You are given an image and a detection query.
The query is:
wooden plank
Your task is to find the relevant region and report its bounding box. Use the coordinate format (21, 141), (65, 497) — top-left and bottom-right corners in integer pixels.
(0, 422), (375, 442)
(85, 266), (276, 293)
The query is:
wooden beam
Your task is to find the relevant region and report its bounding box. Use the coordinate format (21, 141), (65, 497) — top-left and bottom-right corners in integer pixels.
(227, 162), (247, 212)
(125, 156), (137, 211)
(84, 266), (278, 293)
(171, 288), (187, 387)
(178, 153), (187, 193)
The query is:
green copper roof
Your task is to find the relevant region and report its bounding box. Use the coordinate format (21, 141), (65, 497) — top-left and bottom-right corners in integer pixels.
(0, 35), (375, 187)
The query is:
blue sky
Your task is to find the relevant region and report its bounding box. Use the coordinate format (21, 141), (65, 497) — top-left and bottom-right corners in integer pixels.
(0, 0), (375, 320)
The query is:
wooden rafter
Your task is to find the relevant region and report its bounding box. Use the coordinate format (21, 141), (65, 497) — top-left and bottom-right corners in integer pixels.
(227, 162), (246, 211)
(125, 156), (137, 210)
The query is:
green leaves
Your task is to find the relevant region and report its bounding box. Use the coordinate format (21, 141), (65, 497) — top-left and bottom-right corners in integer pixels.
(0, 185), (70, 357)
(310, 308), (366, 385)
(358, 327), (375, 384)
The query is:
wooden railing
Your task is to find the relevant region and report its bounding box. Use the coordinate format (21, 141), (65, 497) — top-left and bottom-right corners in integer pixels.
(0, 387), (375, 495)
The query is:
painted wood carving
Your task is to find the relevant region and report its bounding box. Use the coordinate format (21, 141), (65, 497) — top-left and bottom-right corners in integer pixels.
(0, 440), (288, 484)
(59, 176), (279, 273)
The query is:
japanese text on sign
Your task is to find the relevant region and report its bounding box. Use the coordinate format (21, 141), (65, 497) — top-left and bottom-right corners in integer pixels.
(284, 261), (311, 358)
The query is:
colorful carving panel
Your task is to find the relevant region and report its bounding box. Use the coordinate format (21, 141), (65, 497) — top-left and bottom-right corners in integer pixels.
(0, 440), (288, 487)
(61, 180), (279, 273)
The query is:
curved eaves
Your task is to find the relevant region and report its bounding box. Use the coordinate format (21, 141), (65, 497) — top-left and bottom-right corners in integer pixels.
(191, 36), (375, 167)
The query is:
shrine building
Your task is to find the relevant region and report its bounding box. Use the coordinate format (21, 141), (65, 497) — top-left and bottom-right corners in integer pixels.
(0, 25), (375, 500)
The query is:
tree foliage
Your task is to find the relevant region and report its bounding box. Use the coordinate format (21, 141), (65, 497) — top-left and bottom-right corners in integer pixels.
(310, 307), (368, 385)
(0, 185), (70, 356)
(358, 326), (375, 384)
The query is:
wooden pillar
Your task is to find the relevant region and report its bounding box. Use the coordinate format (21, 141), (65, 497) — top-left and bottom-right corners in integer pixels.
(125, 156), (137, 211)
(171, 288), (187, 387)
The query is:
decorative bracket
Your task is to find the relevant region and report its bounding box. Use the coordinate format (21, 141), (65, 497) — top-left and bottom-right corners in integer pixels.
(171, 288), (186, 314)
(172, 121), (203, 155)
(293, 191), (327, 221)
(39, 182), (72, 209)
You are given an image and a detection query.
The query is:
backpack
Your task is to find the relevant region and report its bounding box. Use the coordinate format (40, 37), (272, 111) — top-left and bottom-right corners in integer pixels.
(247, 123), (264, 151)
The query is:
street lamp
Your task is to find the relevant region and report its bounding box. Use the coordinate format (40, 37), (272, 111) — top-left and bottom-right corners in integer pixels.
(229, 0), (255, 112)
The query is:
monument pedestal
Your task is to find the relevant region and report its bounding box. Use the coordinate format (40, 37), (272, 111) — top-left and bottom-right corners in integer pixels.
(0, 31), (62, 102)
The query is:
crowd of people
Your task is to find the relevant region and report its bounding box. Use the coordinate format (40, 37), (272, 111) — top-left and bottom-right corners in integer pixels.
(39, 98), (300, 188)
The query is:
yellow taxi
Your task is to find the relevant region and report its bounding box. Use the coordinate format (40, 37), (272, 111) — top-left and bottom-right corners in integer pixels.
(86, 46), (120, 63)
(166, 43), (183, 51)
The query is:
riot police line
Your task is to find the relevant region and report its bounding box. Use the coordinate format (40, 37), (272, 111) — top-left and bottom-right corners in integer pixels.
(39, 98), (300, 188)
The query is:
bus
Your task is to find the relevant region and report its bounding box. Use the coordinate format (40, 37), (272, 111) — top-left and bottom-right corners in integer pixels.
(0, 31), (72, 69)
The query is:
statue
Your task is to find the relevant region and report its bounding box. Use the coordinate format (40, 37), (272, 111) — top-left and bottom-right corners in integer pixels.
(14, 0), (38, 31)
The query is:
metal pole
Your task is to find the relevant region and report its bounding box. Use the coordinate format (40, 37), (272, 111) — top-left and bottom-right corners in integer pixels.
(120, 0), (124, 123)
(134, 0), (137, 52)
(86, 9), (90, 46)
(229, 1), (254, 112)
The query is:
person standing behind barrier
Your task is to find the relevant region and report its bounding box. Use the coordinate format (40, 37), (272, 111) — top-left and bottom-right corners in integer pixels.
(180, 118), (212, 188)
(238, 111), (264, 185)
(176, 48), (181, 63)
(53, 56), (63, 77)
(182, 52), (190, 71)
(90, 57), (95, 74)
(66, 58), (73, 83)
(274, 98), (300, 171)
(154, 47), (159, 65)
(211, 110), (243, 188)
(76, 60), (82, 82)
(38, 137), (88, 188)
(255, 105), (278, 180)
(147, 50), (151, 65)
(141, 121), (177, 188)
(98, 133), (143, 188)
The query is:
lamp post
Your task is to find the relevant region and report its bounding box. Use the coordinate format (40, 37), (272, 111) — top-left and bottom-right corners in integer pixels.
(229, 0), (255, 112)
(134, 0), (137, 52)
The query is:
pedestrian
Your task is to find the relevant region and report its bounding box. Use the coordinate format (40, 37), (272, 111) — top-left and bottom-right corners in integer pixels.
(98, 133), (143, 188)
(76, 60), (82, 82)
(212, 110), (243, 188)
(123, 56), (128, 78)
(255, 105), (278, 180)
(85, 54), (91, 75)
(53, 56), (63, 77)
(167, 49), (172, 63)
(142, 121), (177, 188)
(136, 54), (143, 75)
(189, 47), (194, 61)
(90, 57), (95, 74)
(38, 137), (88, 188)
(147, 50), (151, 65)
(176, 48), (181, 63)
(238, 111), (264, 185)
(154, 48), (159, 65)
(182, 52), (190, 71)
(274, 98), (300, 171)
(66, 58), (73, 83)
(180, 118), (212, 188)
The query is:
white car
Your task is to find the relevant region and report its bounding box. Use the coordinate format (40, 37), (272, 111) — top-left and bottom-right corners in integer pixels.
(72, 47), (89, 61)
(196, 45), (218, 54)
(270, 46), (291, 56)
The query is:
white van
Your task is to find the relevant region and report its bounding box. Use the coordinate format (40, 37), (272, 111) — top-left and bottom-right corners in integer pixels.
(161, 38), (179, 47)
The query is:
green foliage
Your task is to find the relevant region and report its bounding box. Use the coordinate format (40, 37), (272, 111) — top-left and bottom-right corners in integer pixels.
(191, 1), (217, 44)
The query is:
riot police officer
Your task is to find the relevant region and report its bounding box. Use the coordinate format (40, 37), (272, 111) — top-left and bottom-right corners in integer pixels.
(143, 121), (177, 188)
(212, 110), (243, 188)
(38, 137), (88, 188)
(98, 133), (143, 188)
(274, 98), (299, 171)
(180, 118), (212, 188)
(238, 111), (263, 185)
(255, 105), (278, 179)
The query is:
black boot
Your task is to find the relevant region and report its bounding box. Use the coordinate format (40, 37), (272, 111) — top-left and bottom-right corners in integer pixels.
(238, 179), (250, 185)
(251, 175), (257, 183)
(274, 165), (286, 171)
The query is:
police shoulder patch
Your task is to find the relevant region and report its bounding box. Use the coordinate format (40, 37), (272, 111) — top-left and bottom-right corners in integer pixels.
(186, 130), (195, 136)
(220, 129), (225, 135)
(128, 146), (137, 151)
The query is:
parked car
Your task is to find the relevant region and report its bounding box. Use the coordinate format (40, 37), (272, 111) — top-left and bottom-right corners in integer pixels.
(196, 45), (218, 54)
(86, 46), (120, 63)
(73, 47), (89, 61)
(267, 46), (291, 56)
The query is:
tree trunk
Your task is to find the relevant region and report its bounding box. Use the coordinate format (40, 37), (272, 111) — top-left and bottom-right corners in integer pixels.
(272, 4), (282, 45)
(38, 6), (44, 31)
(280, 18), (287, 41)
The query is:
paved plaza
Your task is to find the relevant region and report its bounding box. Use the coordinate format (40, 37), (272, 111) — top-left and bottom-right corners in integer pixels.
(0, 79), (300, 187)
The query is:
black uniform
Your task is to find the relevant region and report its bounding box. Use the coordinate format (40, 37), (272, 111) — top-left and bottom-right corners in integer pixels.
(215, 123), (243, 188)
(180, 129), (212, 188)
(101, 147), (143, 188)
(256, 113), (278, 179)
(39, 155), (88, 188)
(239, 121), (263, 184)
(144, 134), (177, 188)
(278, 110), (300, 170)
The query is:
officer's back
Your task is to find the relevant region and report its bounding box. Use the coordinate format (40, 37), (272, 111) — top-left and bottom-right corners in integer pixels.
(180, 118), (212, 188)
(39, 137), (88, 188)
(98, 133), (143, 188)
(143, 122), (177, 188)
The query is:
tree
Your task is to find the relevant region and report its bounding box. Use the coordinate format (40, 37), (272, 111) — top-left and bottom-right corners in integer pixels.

• **Task goal**
Update the stretch from the start of the records through the line containing "(0, 35), (375, 187)" by replacing "wooden beam" with "timber beam", leaving everything else unchanged.

• **Final answer**
You are given an image and a detection query.
The query is:
wooden plank
Your task is to find the relevant region and report its bounding box. Use the coordinate format (21, 141), (65, 497) — top-left and bottom-right corners in integer pixels.
(0, 422), (375, 442)
(85, 266), (276, 293)
The query is:
timber beam
Your task is to find the relevant region and report its bounding box. Use the coordinate format (21, 141), (65, 497) — top-left and bottom-right corners in integer pixels.
(227, 162), (247, 212)
(125, 156), (137, 211)
(84, 266), (278, 293)
(171, 288), (187, 387)
(178, 153), (187, 193)
The query is:
green copper roof
Your task is to find the relevant region and report its bounding box. Use the coordinate format (21, 141), (65, 497) — top-left and bottom-right corners in integer pixels.
(0, 35), (375, 187)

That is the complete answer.